====== Records for this exercise ======

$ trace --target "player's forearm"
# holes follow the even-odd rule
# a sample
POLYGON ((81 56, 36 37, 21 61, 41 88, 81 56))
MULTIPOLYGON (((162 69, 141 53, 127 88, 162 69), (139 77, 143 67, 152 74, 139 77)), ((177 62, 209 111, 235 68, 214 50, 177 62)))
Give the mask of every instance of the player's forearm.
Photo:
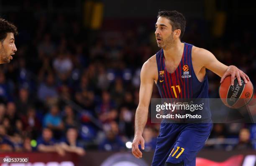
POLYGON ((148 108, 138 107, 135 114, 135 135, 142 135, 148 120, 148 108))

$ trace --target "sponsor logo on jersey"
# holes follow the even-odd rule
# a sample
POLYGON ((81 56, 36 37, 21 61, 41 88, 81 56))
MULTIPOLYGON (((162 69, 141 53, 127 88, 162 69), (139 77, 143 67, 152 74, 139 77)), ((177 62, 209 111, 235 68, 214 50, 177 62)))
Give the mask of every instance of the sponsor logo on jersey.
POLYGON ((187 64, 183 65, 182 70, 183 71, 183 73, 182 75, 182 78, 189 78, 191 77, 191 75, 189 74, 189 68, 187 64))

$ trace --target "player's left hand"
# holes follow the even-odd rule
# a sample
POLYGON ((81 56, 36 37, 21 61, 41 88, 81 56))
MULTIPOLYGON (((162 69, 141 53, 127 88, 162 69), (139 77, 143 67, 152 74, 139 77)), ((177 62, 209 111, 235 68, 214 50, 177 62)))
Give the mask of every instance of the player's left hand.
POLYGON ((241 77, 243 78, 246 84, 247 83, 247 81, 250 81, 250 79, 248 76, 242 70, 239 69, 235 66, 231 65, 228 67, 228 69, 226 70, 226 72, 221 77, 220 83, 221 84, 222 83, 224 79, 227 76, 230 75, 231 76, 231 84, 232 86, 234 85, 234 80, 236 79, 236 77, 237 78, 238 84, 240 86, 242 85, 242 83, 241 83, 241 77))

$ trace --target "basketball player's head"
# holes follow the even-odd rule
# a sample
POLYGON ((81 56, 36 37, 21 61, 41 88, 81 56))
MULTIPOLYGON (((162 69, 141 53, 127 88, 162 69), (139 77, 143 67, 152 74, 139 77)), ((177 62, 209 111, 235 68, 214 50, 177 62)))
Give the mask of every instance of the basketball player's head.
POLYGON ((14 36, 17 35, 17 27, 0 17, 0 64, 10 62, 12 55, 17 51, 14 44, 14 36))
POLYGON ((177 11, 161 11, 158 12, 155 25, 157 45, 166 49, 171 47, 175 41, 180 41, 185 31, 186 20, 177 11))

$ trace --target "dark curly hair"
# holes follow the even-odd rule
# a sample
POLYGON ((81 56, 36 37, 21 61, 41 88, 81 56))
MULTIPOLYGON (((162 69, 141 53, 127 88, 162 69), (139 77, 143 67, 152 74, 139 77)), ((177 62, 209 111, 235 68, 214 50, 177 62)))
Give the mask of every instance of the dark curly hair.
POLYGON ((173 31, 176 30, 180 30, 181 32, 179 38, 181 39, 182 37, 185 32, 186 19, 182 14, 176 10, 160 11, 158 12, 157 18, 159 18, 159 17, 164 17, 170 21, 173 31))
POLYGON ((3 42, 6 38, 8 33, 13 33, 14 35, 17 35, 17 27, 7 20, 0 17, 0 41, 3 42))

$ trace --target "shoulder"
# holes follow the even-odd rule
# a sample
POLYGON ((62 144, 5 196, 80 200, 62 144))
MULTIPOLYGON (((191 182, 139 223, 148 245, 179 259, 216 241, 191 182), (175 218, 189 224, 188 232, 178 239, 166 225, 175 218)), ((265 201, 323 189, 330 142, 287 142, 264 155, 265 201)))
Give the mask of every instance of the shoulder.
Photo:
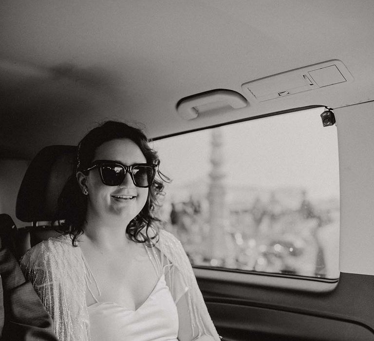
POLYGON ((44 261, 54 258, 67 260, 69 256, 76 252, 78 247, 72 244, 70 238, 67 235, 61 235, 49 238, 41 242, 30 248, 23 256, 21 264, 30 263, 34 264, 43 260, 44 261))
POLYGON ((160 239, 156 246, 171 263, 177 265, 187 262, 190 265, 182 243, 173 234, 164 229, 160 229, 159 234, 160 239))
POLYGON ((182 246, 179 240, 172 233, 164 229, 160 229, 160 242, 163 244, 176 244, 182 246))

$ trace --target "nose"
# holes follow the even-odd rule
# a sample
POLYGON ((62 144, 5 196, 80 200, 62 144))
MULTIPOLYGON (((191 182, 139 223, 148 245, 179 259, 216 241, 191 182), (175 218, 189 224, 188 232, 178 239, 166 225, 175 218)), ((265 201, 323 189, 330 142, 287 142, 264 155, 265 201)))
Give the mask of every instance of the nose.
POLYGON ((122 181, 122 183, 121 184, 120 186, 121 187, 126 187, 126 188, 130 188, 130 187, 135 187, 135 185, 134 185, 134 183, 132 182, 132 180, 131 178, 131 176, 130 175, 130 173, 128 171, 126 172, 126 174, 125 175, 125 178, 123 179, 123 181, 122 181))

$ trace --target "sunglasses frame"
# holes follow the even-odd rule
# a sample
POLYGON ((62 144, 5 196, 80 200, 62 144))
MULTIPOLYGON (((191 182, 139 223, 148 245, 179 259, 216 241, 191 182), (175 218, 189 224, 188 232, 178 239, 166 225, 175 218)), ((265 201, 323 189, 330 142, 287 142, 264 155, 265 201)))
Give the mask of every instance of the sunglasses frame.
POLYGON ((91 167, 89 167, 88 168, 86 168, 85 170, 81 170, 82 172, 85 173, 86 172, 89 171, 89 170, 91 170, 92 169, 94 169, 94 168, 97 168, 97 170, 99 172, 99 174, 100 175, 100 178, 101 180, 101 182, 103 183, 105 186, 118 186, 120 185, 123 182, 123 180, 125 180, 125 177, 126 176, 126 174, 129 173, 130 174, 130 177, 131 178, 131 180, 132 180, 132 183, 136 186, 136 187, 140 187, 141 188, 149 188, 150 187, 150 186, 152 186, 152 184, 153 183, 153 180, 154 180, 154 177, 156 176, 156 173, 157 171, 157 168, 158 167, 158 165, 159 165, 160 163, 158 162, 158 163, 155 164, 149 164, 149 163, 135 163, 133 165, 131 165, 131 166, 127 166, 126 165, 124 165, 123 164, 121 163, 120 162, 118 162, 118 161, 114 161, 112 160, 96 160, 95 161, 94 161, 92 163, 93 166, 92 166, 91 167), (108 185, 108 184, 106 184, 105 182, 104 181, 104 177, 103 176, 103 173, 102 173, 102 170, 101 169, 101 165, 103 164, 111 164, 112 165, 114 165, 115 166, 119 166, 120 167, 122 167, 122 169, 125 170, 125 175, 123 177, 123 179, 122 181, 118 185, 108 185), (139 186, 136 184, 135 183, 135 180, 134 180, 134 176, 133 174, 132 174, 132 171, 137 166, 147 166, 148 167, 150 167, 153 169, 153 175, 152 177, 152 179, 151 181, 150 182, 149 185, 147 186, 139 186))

======

**Job**
Reproduce every one of the records above word for word, but leave out the pictures.

**Result for this task**
$ trace --target "player's forearm"
# holes follow the even-odd rule
# a sample
POLYGON ((81 56, 36 37, 21 61, 41 88, 81 56))
MULTIPOLYGON (((162 69, 141 53, 127 88, 162 69), (139 77, 143 67, 152 74, 139 77)), ((177 62, 209 111, 235 68, 214 50, 177 62)))
Give the mask of every instance of the player's forearm.
Photo:
POLYGON ((148 108, 138 107, 135 114, 135 135, 142 135, 148 120, 148 108))

$ trace --target "sponsor logo on jersey"
# holes follow the even-odd rule
# a sample
POLYGON ((81 56, 36 37, 21 61, 41 88, 81 56))
MULTIPOLYGON (((162 69, 141 53, 127 88, 162 69), (139 77, 143 67, 152 74, 139 77)), ((177 62, 209 111, 235 68, 214 50, 177 62)))
Give the mask of every instance of the sponsor logo on jersey.
POLYGON ((187 64, 183 65, 182 70, 183 71, 183 73, 182 75, 182 78, 189 78, 191 77, 191 75, 189 74, 189 68, 187 64))

$ trace --target "player's left hand"
# holes follow the even-odd rule
# a sample
POLYGON ((81 56, 36 37, 21 61, 41 88, 81 56))
MULTIPOLYGON (((162 69, 141 53, 127 88, 162 69), (139 77, 143 67, 152 74, 139 77)), ((177 62, 209 111, 235 68, 214 50, 177 62)))
Give the mask of every instance of the player's left hand.
POLYGON ((241 77, 243 78, 246 84, 247 83, 247 81, 250 81, 250 79, 248 76, 242 70, 239 69, 235 66, 231 65, 228 67, 228 69, 226 70, 226 72, 221 77, 220 83, 221 84, 222 83, 224 79, 227 76, 230 75, 231 76, 231 84, 232 86, 234 85, 234 80, 236 79, 236 77, 237 78, 238 84, 240 86, 242 85, 242 83, 241 83, 241 77))

$ trace --target "basketball player's head"
# holes follow the even-odd rule
# a sample
POLYGON ((81 56, 36 37, 21 61, 41 88, 81 56))
MULTIPOLYGON (((162 69, 141 53, 127 88, 162 69), (139 77, 143 67, 152 74, 139 77)), ((177 62, 209 111, 235 68, 214 50, 177 62)))
Give the mask of every instance of the basketball player's head.
POLYGON ((14 36, 17 35, 17 27, 0 17, 0 64, 10 62, 12 55, 17 51, 14 44, 14 36))
POLYGON ((177 11, 161 11, 158 12, 155 25, 157 45, 166 49, 171 47, 175 41, 180 41, 185 31, 186 20, 177 11))

$ trace --target "dark curly hair"
# holes follow the even-odd rule
# a sample
POLYGON ((81 56, 36 37, 21 61, 41 88, 81 56))
MULTIPOLYGON (((162 69, 141 53, 127 88, 162 69), (139 77, 143 67, 152 74, 139 77)), ((177 62, 209 111, 235 68, 214 50, 177 62)))
Give the mask of every instance of the dark curly hair.
POLYGON ((173 31, 176 30, 180 30, 181 32, 179 38, 181 39, 182 37, 185 32, 186 19, 182 14, 176 10, 160 11, 158 12, 157 18, 159 18, 159 17, 164 17, 170 21, 173 31))
POLYGON ((3 42, 6 38, 8 33, 13 33, 14 35, 17 35, 17 27, 7 20, 0 17, 0 41, 3 42))

$ trace --target "shoulder"
# holes follow the even-odd rule
# a sample
POLYGON ((62 144, 5 196, 80 200, 62 144))
MULTIPOLYGON (((191 182, 139 223, 148 245, 179 259, 216 241, 191 182), (175 218, 189 224, 188 232, 178 239, 166 225, 175 218)), ((265 201, 323 189, 330 142, 287 142, 264 155, 265 201)))
Give the mask of every instance of the shoulder.
Photo:
POLYGON ((44 261, 54 258, 67 260, 69 256, 76 252, 78 247, 72 244, 70 238, 67 235, 61 235, 49 238, 41 242, 30 248, 23 256, 21 264, 30 263, 34 264, 43 260, 44 261))
POLYGON ((160 239, 156 246, 171 263, 177 265, 187 262, 190 265, 182 243, 173 234, 164 229, 160 229, 159 234, 160 239))
POLYGON ((182 246, 179 240, 172 233, 164 229, 160 229, 160 242, 163 244, 176 244, 182 246))

$ trace --target "nose"
# holes follow the even-odd rule
# a sample
POLYGON ((62 144, 5 196, 80 200, 62 144))
MULTIPOLYGON (((191 182, 139 223, 148 245, 179 259, 216 241, 191 182), (175 218, 189 224, 188 232, 178 239, 166 225, 175 218)), ((265 201, 323 189, 330 142, 287 142, 264 155, 265 201)))
Give the mask of every instance of the nose.
POLYGON ((122 181, 122 183, 121 184, 120 186, 121 187, 126 187, 126 188, 130 188, 130 187, 135 187, 135 185, 134 185, 134 183, 132 182, 132 180, 131 178, 131 176, 130 175, 130 173, 128 171, 126 172, 126 174, 125 175, 125 178, 123 179, 123 181, 122 181))

$ trace --target "sunglasses frame"
# holes follow the even-odd rule
# a sample
POLYGON ((62 144, 5 196, 80 200, 62 144))
MULTIPOLYGON (((191 182, 139 223, 148 245, 179 259, 216 241, 191 182), (175 218, 189 224, 188 232, 178 239, 166 225, 175 218)), ((265 201, 323 189, 330 142, 287 142, 264 155, 265 201)))
Give the mask of every instance of the sunglasses frame.
POLYGON ((91 167, 89 167, 88 168, 86 168, 85 170, 81 170, 82 172, 85 173, 86 172, 89 171, 89 170, 91 170, 92 169, 94 169, 94 168, 97 168, 97 170, 99 172, 99 174, 100 175, 100 178, 101 180, 101 182, 103 183, 105 186, 118 186, 120 185, 123 182, 123 180, 125 180, 125 177, 126 176, 126 174, 129 173, 130 174, 130 177, 131 178, 131 180, 132 180, 132 183, 136 186, 136 187, 140 187, 141 188, 149 188, 150 187, 150 186, 152 186, 152 184, 153 183, 153 180, 154 180, 154 177, 156 176, 156 173, 157 171, 157 168, 158 167, 158 165, 159 165, 160 163, 158 162, 158 163, 155 164, 149 164, 149 163, 135 163, 133 165, 131 165, 131 166, 127 166, 126 165, 124 165, 123 164, 121 163, 120 162, 118 162, 118 161, 114 161, 112 160, 96 160, 95 161, 94 161, 92 163, 93 166, 92 166, 91 167), (108 185, 108 184, 106 184, 105 182, 104 181, 104 177, 103 176, 103 173, 102 173, 102 170, 101 169, 101 165, 103 164, 111 164, 112 165, 114 165, 115 166, 119 166, 120 167, 122 167, 122 169, 125 170, 125 175, 123 177, 123 179, 122 181, 118 185, 108 185), (139 186, 136 184, 135 183, 135 180, 134 180, 134 176, 133 174, 132 174, 132 171, 137 166, 147 166, 148 167, 150 167, 153 169, 153 175, 152 177, 152 179, 151 181, 150 182, 149 185, 147 186, 139 186))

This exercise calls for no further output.